Data entries
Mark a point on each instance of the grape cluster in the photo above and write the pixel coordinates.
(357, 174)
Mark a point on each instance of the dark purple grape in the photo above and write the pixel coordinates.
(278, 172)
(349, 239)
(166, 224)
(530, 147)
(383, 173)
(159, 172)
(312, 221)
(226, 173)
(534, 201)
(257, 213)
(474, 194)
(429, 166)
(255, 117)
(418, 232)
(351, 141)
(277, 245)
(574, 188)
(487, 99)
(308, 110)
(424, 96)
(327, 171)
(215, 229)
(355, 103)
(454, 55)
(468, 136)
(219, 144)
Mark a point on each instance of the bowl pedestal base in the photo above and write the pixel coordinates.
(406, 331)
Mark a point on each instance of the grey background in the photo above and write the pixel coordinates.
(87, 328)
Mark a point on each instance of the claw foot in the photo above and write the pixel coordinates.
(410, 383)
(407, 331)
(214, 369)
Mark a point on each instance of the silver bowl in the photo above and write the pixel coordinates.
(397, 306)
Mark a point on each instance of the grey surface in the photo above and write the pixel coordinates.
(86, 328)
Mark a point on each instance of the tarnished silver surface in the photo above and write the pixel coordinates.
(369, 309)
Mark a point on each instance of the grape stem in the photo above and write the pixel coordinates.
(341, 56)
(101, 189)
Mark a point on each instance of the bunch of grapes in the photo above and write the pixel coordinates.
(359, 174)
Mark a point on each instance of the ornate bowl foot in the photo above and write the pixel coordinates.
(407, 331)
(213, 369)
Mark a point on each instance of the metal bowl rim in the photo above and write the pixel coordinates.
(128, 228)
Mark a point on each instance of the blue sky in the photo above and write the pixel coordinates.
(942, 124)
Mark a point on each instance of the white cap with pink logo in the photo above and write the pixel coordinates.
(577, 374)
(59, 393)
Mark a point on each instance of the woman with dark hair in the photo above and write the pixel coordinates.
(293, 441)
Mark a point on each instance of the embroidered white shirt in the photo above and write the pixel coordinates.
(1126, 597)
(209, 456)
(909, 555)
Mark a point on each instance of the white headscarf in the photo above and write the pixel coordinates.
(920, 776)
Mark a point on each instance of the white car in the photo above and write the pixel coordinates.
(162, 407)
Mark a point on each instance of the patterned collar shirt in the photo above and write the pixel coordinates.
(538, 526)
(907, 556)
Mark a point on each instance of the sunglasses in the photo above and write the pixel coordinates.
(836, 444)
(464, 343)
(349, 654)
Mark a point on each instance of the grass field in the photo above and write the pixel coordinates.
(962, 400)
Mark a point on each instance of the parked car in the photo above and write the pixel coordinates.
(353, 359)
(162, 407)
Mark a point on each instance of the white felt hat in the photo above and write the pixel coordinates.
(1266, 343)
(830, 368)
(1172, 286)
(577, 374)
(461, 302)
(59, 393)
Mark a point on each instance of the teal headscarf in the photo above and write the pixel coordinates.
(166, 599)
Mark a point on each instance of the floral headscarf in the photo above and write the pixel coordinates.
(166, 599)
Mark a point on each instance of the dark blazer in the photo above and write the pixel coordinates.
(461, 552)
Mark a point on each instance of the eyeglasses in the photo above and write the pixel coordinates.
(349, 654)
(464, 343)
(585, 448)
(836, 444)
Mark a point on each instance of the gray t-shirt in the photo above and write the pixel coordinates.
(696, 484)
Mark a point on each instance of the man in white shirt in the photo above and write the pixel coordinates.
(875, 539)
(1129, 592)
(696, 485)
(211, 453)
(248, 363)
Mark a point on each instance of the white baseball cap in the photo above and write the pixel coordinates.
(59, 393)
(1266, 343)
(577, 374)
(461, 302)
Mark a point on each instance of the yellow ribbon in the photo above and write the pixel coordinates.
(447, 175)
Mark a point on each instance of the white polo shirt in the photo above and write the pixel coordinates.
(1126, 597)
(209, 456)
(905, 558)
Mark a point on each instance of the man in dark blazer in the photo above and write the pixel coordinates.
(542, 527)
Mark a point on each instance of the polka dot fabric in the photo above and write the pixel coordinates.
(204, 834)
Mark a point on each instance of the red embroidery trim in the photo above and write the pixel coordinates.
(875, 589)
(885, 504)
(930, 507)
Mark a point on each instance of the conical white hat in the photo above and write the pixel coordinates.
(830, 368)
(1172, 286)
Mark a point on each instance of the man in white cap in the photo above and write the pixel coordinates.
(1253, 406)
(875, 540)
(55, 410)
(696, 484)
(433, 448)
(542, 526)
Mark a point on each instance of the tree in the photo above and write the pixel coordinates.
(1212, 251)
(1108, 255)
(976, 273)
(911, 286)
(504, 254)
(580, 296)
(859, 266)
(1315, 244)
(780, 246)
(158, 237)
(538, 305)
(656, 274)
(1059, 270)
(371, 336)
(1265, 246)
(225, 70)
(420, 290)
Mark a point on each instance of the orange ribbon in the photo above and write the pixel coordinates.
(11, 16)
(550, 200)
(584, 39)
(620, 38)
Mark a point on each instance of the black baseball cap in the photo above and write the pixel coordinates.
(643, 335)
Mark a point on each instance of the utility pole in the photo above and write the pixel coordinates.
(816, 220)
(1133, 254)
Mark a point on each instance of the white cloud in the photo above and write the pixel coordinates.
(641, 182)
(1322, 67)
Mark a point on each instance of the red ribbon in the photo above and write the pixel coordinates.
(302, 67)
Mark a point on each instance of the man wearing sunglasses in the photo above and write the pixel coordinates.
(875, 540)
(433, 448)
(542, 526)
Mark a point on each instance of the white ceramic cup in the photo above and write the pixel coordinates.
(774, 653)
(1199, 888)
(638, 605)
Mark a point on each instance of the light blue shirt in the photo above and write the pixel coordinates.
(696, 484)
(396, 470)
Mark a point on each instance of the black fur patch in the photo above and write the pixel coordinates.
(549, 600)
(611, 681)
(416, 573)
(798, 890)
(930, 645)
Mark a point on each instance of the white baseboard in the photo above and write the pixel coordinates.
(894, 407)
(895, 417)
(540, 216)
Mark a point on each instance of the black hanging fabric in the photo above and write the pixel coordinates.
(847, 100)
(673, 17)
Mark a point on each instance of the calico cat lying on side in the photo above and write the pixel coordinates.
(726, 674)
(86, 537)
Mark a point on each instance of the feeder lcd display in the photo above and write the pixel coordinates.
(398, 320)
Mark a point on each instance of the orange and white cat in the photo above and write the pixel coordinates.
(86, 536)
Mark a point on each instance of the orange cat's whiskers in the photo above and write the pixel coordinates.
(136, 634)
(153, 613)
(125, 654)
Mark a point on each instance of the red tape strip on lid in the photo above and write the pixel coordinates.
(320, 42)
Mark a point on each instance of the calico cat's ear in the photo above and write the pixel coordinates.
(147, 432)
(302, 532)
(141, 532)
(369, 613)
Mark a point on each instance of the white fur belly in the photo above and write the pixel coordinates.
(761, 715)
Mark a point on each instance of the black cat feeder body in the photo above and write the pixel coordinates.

> WHAT IS ASKED
Write the data back out verbatim.

> OUTPUT OF THE TASK
Mark a point on each instance of the grape cluster in the photo above and write the pixel coordinates.
(357, 174)
Mark a point on each instance of the dark purple grape in the photo above and write the pixel coordinates.
(278, 172)
(349, 239)
(166, 224)
(530, 147)
(383, 173)
(159, 172)
(312, 221)
(226, 173)
(534, 201)
(257, 213)
(474, 194)
(429, 166)
(255, 117)
(418, 232)
(351, 141)
(277, 245)
(574, 188)
(487, 99)
(308, 110)
(424, 96)
(327, 171)
(215, 229)
(355, 103)
(454, 55)
(468, 136)
(219, 144)
Mark a point on each instance of the bowl pedestal base in the photo above and write the pixel coordinates.
(406, 331)
Mark a point on each instance of the grey background in the photo above and write the pixel coordinates.
(87, 328)
Mark a point on each instance of the claw foot in the photo above and write the pixel coordinates.
(410, 383)
(407, 331)
(214, 369)
Mark a point on each instance of the silver bowl in the photo above and write the pixel coordinates.
(397, 306)
Mark a point on each instance of the grey surface in the photo above and write the pixel coordinates.
(86, 328)
Mark a point on each instance of the tarnished silver surface in the photo above and write the pixel coordinates.
(369, 309)
Mark a point on each instance of the grape stem in the photo above and write the pixel coordinates.
(341, 56)
(101, 189)
Mark a point on each instance of the bunch of grapes in the photo above and write the pixel coordinates.
(359, 174)
Mark a point on each instance of the ornate bowl foot in the photo above and write the pixel coordinates.
(407, 331)
(213, 369)
Mark a point on each instance of the metal bowl rim in the photo above and write the pixel coordinates.
(128, 228)
Mark a point on each instance of the blue sky in the photo above and write the pixel coordinates.
(942, 124)
Mark a point on each instance of the white cap with pink logo in the photo above and write the pixel coordinates.
(577, 374)
(59, 393)
Mark a point on each instance of the woman with dark hair in the photo above and write the pixel coordinates.
(293, 441)
Mark a point on each instance of the embroidered white shirt in the photo above and write the pixel coordinates.
(1126, 597)
(209, 456)
(909, 555)
Mark a point on each instance of the white headscarf in the photo above and write the pixel coordinates.
(920, 776)
Mark a point on each instance of the white car in the photo above and write the pixel coordinates.
(162, 407)
Mark a point on each instance of the patterned collar shirt in the photo above and write the pixel coordinates.
(538, 526)
(907, 556)
Mark a point on each instance of the sunglasses in the photo above and write the pixel coordinates.
(836, 444)
(464, 343)
(349, 654)
Mark a point on each instance of the grass field in the photo above and write the pixel coordinates.
(962, 400)
Mark a point on each instance of the parked car in the photo above and write the pixel coordinates.
(353, 359)
(162, 407)
Mark a point on each instance of the white felt hat in the photo above and write the pixel coordinates.
(1266, 343)
(830, 368)
(1172, 286)
(577, 374)
(461, 302)
(59, 393)
Mark a point on each instance of the teal headscarf in the photo above and write the pixel coordinates.
(166, 599)
Mark a point on each instance of the floral headscarf in the photo above and write the pixel coordinates.
(166, 599)
Mark a point on each instance of the dark blazer in the photo above and write the pixel coordinates.
(461, 552)
Mark a point on each instance of the eyeglasses in the photo above and write the pixel coordinates.
(349, 654)
(464, 343)
(585, 448)
(836, 444)
Mark a point on each instance of the gray t-shirt in the photo above and write the pixel coordinates.
(696, 484)
Mark a point on each instance of the man in white shirt in the photo above and write the pixel coordinates.
(875, 539)
(1129, 592)
(696, 485)
(211, 453)
(248, 363)
Mark a point on each instance of the white baseball cap in the photo above and write the pixel coordinates.
(59, 393)
(1266, 343)
(577, 374)
(461, 302)
Mark a point on each instance of the yellow ribbon in the photo above and write the pixel coordinates.
(447, 175)
Mark a point on each instance of the white polo shirt in the photo above and write the pixel coordinates.
(1126, 597)
(209, 456)
(905, 558)
Mark a point on each instance of the man in dark blazer in the photo above and write the pixel coordinates.
(542, 527)
Mark a point on each instance of the polka dot fabric in the photo above and write the pixel coordinates.
(204, 834)
Mark a point on each instance of the red embroidery trim in the photo above and write the pixel coordinates.
(875, 589)
(885, 504)
(930, 507)
Mark a point on each instance of the conical white hat in the photo above and write the pixel coordinates.
(830, 368)
(1172, 286)
Mark a point on each instance of the man in white cap in the photo above and write the pixel coordinates.
(1253, 406)
(875, 540)
(55, 410)
(696, 484)
(433, 448)
(542, 526)
Mark a point on each instance of the tree in the photo above and write the pixel coordinates.
(1212, 251)
(1108, 255)
(976, 273)
(911, 286)
(504, 254)
(580, 296)
(859, 266)
(1315, 244)
(780, 246)
(158, 237)
(538, 305)
(656, 274)
(1059, 270)
(371, 336)
(1265, 246)
(225, 70)
(420, 290)
Mark a point on each instance of the orange ribbon in the photo above and write the pixel coordinates.
(11, 16)
(550, 200)
(584, 39)
(620, 38)
Mark a point on each instance of the black baseball cap in the photo above and write the pixel coordinates.
(643, 335)
Mark a point on each instance of the utility pole in the photo above and write the pixel coordinates.
(816, 220)
(1133, 254)
Mark a point on each instance of the white cloud in the photo above and write the pixel coordinates.
(641, 182)
(1322, 67)
Mark a point on each instance of the red ribbon in the photo above and write the pixel coordinates.
(302, 67)
Mark a point on each instance of the man wearing sunglasses in the photo above and write the pixel coordinates.
(875, 540)
(433, 448)
(542, 526)
Mark a point on each instance of the white ceramic cup in the photo above and write the pixel coordinates.
(774, 653)
(1199, 888)
(638, 605)
Mark a point on each instance of the light blue shirt in the photo above and write the pixel coordinates.
(696, 484)
(396, 470)
Mark a point on each instance of the black fur patch in the photo above and write the pixel coordinates.
(549, 600)
(611, 681)
(416, 573)
(798, 890)
(930, 645)
Mark a point on each instance of the white baseboard in the photo above and write the pixel coordinates.
(894, 407)
(895, 417)
(540, 216)
Mark a point on each instance of the black hanging fabric in the photo above and write the pixel coordinates.
(847, 100)
(673, 17)
Mark a point on each instance of the calico cat lying on side in the photo above and write the pixel coordinates.
(726, 674)
(86, 537)
Mark a point on each instance of the feeder lcd display in the photo above and write the pixel coordinates.
(398, 320)
Mark a point on each instance of the orange and white cat in the photo above and write the pixel coordinates.
(86, 536)
Mark a point on each instance of the orange cat's whiskers in the photo above and write the pixel coordinates.
(136, 634)
(153, 613)
(125, 654)
Mark a point on each instance of the red tape strip on lid in the photo above and write the pixel coordinates.
(320, 42)
Mark a point on each instance of the calico cat's ear in the photo above and write the pixel coordinates.
(147, 432)
(302, 532)
(141, 532)
(369, 613)
Mark a point on each instance of the white fur belly in the photo above and write the pixel coordinates.
(761, 715)
Mark a point on each instance of the black cat feeder body in the photo above and write the pixel coordinates.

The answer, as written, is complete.